* [Dataset excerpts]

--------------------------------------------------

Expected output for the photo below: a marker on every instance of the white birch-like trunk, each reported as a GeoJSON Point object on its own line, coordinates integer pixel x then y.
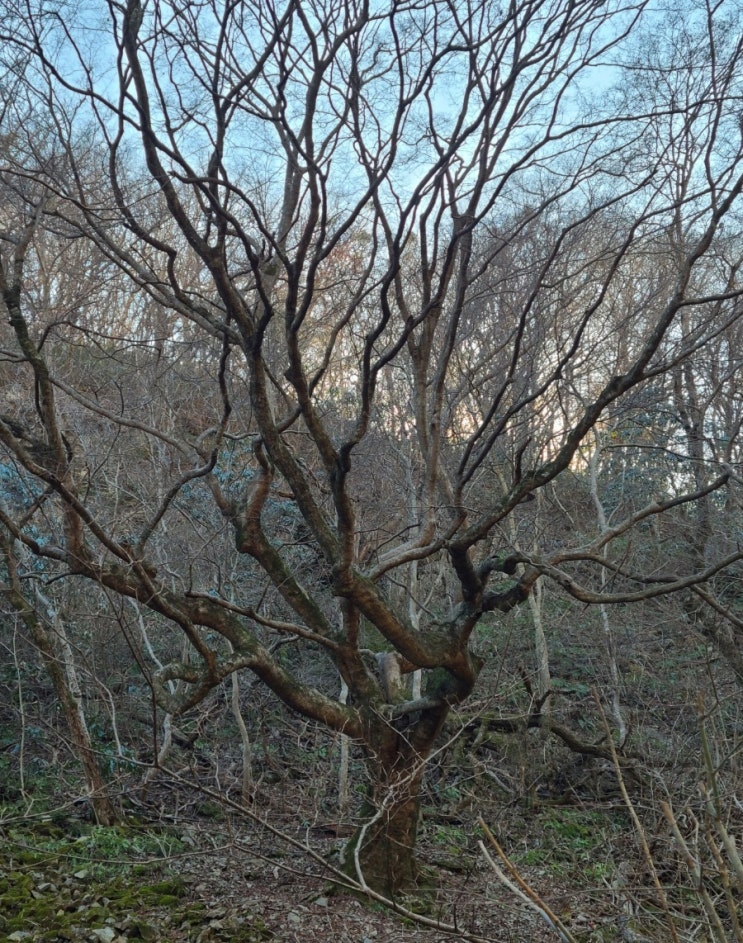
{"type": "Point", "coordinates": [609, 640]}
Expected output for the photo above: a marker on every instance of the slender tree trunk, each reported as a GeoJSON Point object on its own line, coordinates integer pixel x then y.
{"type": "Point", "coordinates": [70, 702]}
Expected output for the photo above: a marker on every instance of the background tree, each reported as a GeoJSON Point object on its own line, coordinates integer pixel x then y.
{"type": "Point", "coordinates": [348, 215]}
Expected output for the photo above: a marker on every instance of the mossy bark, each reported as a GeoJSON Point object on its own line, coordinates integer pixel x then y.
{"type": "Point", "coordinates": [381, 854]}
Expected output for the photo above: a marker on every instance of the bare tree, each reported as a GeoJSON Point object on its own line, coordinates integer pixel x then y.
{"type": "Point", "coordinates": [351, 212]}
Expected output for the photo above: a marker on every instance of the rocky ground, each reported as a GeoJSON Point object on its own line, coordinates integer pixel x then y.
{"type": "Point", "coordinates": [65, 880]}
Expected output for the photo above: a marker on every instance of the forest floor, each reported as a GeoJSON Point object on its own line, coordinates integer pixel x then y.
{"type": "Point", "coordinates": [207, 875]}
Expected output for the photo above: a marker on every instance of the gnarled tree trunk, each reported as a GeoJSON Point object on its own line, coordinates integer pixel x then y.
{"type": "Point", "coordinates": [381, 854]}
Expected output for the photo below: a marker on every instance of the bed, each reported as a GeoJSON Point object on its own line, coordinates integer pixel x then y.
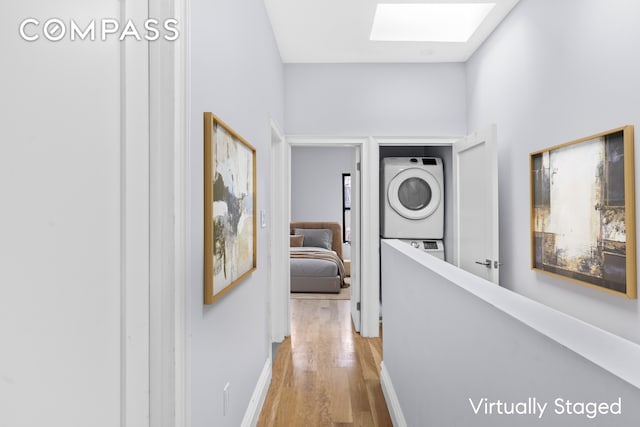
{"type": "Point", "coordinates": [316, 257]}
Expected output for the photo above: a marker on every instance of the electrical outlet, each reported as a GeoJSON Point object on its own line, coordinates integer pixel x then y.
{"type": "Point", "coordinates": [225, 399]}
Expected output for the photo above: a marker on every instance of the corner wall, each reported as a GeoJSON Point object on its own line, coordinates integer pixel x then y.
{"type": "Point", "coordinates": [237, 74]}
{"type": "Point", "coordinates": [553, 72]}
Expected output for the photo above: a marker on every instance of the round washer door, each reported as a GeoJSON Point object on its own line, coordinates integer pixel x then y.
{"type": "Point", "coordinates": [414, 193]}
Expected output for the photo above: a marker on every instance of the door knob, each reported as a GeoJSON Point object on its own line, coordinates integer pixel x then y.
{"type": "Point", "coordinates": [486, 263]}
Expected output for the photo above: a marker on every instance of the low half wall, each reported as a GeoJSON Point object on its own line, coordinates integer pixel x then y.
{"type": "Point", "coordinates": [461, 351]}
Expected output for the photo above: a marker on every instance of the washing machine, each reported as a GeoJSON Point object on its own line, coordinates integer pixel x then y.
{"type": "Point", "coordinates": [432, 247]}
{"type": "Point", "coordinates": [412, 198]}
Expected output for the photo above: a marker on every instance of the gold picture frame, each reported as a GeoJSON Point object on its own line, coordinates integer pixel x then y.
{"type": "Point", "coordinates": [583, 211]}
{"type": "Point", "coordinates": [229, 208]}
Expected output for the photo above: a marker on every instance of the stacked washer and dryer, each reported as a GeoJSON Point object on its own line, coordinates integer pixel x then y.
{"type": "Point", "coordinates": [413, 209]}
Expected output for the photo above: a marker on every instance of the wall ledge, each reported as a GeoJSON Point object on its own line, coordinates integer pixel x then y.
{"type": "Point", "coordinates": [257, 398]}
{"type": "Point", "coordinates": [613, 353]}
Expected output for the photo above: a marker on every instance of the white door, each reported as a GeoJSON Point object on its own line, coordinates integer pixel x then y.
{"type": "Point", "coordinates": [476, 192]}
{"type": "Point", "coordinates": [356, 236]}
{"type": "Point", "coordinates": [74, 251]}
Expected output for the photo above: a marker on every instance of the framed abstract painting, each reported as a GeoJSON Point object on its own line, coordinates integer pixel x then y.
{"type": "Point", "coordinates": [583, 211]}
{"type": "Point", "coordinates": [229, 208]}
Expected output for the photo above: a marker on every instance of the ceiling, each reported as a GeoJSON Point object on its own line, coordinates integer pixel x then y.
{"type": "Point", "coordinates": [337, 31]}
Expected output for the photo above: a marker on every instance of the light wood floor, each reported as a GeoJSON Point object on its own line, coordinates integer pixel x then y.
{"type": "Point", "coordinates": [325, 374]}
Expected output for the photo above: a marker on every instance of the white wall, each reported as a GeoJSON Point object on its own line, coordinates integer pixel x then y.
{"type": "Point", "coordinates": [375, 99]}
{"type": "Point", "coordinates": [236, 74]}
{"type": "Point", "coordinates": [556, 71]}
{"type": "Point", "coordinates": [316, 183]}
{"type": "Point", "coordinates": [479, 341]}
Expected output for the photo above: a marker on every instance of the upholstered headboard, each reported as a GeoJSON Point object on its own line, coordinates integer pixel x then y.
{"type": "Point", "coordinates": [336, 230]}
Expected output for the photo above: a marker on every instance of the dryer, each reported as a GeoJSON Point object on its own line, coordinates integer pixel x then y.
{"type": "Point", "coordinates": [412, 198]}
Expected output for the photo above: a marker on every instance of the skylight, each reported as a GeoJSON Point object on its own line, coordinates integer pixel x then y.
{"type": "Point", "coordinates": [428, 22]}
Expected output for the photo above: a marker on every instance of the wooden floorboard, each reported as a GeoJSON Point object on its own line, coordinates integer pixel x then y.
{"type": "Point", "coordinates": [325, 374]}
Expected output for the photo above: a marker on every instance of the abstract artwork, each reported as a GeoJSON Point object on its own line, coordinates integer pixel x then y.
{"type": "Point", "coordinates": [583, 211]}
{"type": "Point", "coordinates": [229, 208]}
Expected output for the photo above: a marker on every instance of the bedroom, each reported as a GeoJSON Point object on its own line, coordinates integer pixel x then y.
{"type": "Point", "coordinates": [317, 175]}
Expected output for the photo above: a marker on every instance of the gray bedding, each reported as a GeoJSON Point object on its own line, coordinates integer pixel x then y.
{"type": "Point", "coordinates": [312, 267]}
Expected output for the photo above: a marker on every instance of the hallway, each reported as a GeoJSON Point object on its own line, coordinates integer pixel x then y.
{"type": "Point", "coordinates": [325, 374]}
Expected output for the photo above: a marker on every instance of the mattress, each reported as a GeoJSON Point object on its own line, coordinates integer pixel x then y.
{"type": "Point", "coordinates": [311, 267]}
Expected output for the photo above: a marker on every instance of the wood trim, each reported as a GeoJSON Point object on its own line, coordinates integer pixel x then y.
{"type": "Point", "coordinates": [390, 396]}
{"type": "Point", "coordinates": [629, 209]}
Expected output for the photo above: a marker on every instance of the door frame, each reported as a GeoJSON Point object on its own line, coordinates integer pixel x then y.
{"type": "Point", "coordinates": [169, 304]}
{"type": "Point", "coordinates": [279, 217]}
{"type": "Point", "coordinates": [370, 223]}
{"type": "Point", "coordinates": [369, 277]}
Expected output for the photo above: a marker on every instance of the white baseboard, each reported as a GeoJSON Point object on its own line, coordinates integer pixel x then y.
{"type": "Point", "coordinates": [397, 417]}
{"type": "Point", "coordinates": [257, 398]}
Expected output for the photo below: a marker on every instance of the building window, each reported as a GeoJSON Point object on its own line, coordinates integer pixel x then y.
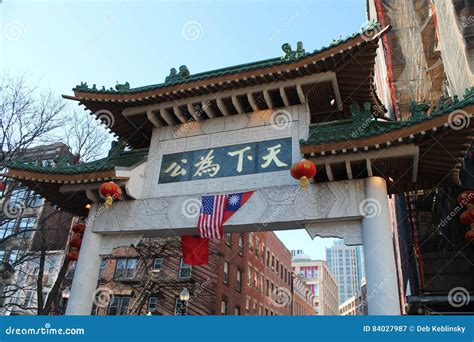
{"type": "Point", "coordinates": [103, 263]}
{"type": "Point", "coordinates": [226, 273]}
{"type": "Point", "coordinates": [119, 306]}
{"type": "Point", "coordinates": [249, 275]}
{"type": "Point", "coordinates": [180, 307]}
{"type": "Point", "coordinates": [239, 280]}
{"type": "Point", "coordinates": [184, 270]}
{"type": "Point", "coordinates": [126, 268]}
{"type": "Point", "coordinates": [241, 244]}
{"type": "Point", "coordinates": [28, 300]}
{"type": "Point", "coordinates": [26, 226]}
{"type": "Point", "coordinates": [152, 303]}
{"type": "Point", "coordinates": [6, 229]}
{"type": "Point", "coordinates": [157, 264]}
{"type": "Point", "coordinates": [224, 306]}
{"type": "Point", "coordinates": [237, 310]}
{"type": "Point", "coordinates": [71, 270]}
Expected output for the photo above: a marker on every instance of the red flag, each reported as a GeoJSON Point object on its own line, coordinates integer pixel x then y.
{"type": "Point", "coordinates": [216, 210]}
{"type": "Point", "coordinates": [195, 250]}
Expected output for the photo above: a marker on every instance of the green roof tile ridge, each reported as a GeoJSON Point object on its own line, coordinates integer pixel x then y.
{"type": "Point", "coordinates": [124, 159]}
{"type": "Point", "coordinates": [125, 88]}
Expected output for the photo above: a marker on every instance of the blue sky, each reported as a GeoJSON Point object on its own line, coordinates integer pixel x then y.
{"type": "Point", "coordinates": [58, 44]}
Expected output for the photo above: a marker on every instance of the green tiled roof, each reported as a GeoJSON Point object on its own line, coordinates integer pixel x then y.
{"type": "Point", "coordinates": [119, 159]}
{"type": "Point", "coordinates": [363, 124]}
{"type": "Point", "coordinates": [233, 69]}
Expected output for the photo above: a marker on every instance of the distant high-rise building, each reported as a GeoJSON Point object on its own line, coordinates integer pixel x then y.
{"type": "Point", "coordinates": [346, 265]}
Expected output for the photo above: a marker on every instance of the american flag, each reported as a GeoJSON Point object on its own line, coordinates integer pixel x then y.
{"type": "Point", "coordinates": [211, 216]}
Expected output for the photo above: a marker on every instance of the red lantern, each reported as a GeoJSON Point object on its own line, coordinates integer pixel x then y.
{"type": "Point", "coordinates": [73, 254]}
{"type": "Point", "coordinates": [467, 217]}
{"type": "Point", "coordinates": [303, 170]}
{"type": "Point", "coordinates": [469, 236]}
{"type": "Point", "coordinates": [465, 198]}
{"type": "Point", "coordinates": [75, 241]}
{"type": "Point", "coordinates": [111, 192]}
{"type": "Point", "coordinates": [79, 228]}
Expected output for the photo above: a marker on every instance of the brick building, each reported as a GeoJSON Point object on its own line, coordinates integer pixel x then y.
{"type": "Point", "coordinates": [247, 274]}
{"type": "Point", "coordinates": [321, 282]}
{"type": "Point", "coordinates": [304, 301]}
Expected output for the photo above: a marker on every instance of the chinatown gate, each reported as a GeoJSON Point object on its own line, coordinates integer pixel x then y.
{"type": "Point", "coordinates": [240, 129]}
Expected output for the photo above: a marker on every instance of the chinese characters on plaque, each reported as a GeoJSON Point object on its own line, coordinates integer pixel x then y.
{"type": "Point", "coordinates": [226, 161]}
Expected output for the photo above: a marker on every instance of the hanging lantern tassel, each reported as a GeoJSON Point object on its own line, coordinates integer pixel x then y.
{"type": "Point", "coordinates": [111, 192]}
{"type": "Point", "coordinates": [467, 217]}
{"type": "Point", "coordinates": [303, 170]}
{"type": "Point", "coordinates": [469, 236]}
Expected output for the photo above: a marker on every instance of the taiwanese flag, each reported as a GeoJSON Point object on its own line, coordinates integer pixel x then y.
{"type": "Point", "coordinates": [195, 250]}
{"type": "Point", "coordinates": [234, 203]}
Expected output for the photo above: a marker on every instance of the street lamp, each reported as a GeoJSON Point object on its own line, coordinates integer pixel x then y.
{"type": "Point", "coordinates": [184, 295]}
{"type": "Point", "coordinates": [183, 302]}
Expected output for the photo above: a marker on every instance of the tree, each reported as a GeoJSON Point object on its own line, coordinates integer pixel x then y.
{"type": "Point", "coordinates": [30, 119]}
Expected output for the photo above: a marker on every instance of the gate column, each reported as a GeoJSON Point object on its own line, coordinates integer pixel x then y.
{"type": "Point", "coordinates": [382, 284]}
{"type": "Point", "coordinates": [87, 271]}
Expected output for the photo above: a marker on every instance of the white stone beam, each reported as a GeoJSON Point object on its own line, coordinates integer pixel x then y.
{"type": "Point", "coordinates": [222, 107]}
{"type": "Point", "coordinates": [237, 105]}
{"type": "Point", "coordinates": [286, 102]}
{"type": "Point", "coordinates": [268, 99]}
{"type": "Point", "coordinates": [252, 102]}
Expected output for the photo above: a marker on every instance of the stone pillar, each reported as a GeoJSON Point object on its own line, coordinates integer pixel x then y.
{"type": "Point", "coordinates": [380, 268]}
{"type": "Point", "coordinates": [87, 271]}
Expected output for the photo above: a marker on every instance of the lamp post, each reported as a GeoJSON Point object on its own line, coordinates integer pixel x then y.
{"type": "Point", "coordinates": [183, 302]}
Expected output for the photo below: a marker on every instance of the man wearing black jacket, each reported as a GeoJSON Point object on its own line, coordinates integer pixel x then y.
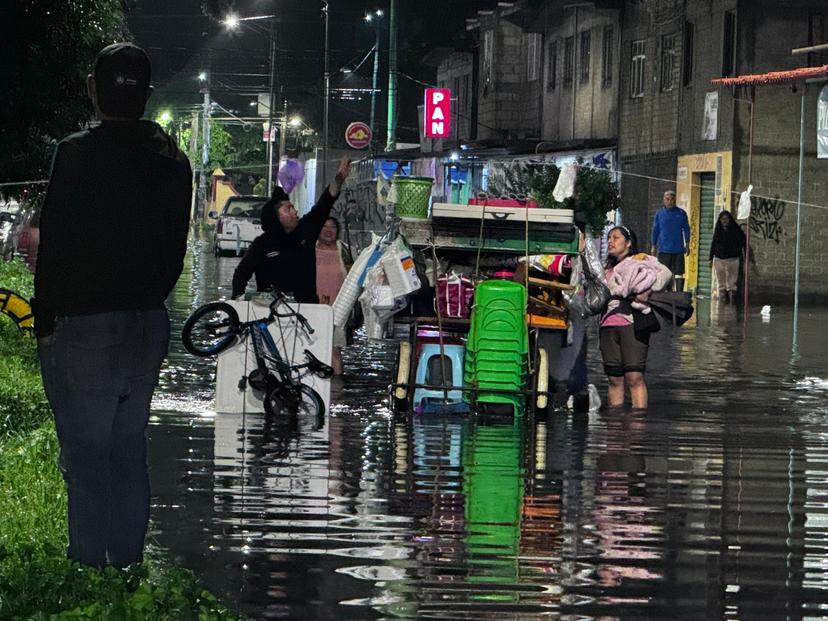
{"type": "Point", "coordinates": [113, 229]}
{"type": "Point", "coordinates": [284, 256]}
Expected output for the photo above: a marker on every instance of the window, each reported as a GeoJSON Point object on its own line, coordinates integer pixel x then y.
{"type": "Point", "coordinates": [818, 33]}
{"type": "Point", "coordinates": [569, 61]}
{"type": "Point", "coordinates": [552, 68]}
{"type": "Point", "coordinates": [488, 55]}
{"type": "Point", "coordinates": [687, 77]}
{"type": "Point", "coordinates": [533, 47]}
{"type": "Point", "coordinates": [729, 44]}
{"type": "Point", "coordinates": [637, 68]}
{"type": "Point", "coordinates": [668, 61]}
{"type": "Point", "coordinates": [606, 57]}
{"type": "Point", "coordinates": [584, 60]}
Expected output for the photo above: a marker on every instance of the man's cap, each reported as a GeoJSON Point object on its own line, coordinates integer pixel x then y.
{"type": "Point", "coordinates": [122, 78]}
{"type": "Point", "coordinates": [122, 66]}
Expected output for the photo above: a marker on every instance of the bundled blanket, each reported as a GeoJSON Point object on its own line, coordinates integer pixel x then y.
{"type": "Point", "coordinates": [635, 275]}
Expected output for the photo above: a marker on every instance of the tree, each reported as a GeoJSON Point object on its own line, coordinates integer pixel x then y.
{"type": "Point", "coordinates": [48, 48]}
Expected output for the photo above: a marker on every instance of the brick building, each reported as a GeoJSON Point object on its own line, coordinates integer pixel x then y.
{"type": "Point", "coordinates": [635, 75]}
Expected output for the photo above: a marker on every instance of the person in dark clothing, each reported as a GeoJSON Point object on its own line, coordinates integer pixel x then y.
{"type": "Point", "coordinates": [284, 255]}
{"type": "Point", "coordinates": [113, 234]}
{"type": "Point", "coordinates": [726, 251]}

--------------------------------------------------

* [Given exercise]
Retype nothing except the lines from the line holding "of the person" through the last line of the entries, both included.

* [Full answer]
Expected output for the photo above: a marker on every instance of the person in dark clothing, each reported as a GeoJSON Point object on its own line, coordinates integer pixel x then y.
{"type": "Point", "coordinates": [284, 255]}
{"type": "Point", "coordinates": [113, 234]}
{"type": "Point", "coordinates": [726, 251]}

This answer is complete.